§ Exercise input
=-=-=-=-=
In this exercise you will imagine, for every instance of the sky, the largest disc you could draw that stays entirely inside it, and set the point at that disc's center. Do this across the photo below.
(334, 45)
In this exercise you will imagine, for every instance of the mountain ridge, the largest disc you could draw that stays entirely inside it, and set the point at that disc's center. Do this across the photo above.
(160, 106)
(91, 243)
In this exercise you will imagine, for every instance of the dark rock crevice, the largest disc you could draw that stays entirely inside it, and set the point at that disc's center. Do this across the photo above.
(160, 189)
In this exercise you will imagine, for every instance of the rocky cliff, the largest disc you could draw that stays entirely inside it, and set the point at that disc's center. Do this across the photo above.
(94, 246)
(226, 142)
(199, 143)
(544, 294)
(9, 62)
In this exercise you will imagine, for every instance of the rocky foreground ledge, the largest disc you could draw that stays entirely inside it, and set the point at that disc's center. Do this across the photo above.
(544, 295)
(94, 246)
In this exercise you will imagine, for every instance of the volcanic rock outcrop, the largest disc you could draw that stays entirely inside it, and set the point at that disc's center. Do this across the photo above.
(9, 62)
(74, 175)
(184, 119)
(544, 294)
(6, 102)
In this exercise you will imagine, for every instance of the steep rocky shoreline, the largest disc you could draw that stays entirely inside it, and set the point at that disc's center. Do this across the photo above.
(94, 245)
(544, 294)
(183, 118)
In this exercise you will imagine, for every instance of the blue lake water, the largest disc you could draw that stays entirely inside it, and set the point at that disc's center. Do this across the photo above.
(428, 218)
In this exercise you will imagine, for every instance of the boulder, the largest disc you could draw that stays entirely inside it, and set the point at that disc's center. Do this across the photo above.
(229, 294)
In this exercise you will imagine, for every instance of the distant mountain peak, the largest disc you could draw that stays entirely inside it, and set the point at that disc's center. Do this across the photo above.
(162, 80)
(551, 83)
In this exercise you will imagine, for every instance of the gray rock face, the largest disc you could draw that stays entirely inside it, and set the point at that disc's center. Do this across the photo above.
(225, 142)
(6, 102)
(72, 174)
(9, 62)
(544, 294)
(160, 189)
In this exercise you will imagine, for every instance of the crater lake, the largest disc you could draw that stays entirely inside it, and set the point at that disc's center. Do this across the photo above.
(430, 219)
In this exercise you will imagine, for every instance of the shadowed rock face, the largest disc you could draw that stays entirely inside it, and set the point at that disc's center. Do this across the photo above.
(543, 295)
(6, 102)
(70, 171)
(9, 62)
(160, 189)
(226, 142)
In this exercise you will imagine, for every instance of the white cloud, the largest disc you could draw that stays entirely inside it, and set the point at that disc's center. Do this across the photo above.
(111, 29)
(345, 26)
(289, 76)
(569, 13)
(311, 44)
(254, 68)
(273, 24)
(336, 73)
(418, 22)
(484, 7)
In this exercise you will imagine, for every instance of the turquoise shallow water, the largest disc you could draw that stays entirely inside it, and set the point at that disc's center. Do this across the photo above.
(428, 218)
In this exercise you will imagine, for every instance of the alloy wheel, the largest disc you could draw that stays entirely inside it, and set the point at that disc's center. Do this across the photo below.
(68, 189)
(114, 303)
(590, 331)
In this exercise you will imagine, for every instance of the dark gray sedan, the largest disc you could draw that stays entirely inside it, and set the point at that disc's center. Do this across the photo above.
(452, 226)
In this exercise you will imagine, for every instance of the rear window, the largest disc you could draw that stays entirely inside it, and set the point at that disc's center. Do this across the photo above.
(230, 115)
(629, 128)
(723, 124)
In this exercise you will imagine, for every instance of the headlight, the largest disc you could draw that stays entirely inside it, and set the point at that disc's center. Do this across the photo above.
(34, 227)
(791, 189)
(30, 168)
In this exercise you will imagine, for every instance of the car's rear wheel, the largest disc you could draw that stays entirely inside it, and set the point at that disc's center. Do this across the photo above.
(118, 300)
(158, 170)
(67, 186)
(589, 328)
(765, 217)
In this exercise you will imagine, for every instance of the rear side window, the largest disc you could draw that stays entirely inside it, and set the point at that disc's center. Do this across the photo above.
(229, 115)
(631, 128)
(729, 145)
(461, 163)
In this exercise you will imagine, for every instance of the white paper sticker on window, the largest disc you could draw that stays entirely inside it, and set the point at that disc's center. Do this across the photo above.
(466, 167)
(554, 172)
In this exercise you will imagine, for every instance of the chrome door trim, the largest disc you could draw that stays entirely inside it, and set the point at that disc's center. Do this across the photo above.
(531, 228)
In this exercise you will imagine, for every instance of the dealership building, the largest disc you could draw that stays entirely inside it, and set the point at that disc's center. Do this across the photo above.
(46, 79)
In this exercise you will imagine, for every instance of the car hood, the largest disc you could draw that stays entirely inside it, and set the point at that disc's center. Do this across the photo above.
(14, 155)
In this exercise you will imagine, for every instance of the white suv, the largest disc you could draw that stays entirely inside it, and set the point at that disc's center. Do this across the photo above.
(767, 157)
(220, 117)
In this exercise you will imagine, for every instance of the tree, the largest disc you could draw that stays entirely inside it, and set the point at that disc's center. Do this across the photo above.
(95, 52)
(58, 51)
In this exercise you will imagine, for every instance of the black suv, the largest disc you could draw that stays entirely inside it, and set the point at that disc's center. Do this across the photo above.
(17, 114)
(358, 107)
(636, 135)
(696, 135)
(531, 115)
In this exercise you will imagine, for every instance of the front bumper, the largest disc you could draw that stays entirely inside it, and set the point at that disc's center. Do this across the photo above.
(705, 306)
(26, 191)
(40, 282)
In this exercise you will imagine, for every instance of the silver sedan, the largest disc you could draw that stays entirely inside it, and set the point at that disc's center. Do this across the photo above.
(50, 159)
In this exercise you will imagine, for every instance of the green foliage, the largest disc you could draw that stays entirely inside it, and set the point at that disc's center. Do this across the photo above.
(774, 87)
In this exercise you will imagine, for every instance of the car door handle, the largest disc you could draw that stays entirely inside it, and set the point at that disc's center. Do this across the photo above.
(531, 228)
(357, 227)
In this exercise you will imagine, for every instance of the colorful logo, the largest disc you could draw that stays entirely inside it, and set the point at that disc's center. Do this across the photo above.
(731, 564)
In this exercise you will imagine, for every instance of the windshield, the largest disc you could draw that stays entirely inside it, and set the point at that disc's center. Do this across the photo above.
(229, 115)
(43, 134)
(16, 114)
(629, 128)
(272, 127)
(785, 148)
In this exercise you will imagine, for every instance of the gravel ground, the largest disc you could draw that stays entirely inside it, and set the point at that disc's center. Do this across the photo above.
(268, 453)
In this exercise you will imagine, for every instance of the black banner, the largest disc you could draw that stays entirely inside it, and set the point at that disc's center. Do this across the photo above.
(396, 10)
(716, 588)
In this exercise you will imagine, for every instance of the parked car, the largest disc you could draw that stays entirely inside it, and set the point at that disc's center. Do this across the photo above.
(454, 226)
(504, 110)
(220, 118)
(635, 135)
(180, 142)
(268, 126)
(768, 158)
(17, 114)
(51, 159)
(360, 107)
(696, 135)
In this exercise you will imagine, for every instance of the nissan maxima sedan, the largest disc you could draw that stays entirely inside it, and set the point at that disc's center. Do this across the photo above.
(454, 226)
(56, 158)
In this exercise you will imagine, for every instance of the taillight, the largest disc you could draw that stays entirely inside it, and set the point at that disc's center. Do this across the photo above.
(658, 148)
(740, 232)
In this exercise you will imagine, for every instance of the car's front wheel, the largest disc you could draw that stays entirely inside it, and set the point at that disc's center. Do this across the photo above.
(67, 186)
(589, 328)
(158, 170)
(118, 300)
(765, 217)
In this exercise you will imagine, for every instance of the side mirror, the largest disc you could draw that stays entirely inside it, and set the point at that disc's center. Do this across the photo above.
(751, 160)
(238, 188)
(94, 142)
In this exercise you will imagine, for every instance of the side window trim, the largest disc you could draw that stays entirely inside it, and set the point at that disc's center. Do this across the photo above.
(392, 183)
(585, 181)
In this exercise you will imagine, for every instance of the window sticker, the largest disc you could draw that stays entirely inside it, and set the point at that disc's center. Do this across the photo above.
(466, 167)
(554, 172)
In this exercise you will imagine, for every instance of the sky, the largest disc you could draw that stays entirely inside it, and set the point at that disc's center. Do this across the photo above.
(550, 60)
=-=-=-=-=
Copy out exactly the lines between the line with "of the window" and the last line of the entries, counting both of those lines.

In this exercise you will imagine, for every instance of the window sticker, the largest disc you could draw that stays entirely inside it, and set the point at that disc's center. Do this across the photo above.
(466, 167)
(554, 172)
In this exercise you will imagine, for every instance of the sky, the largest disc you could draw that stays entirely inside it, and set the point at that disc's center. Do this across the photo above.
(550, 60)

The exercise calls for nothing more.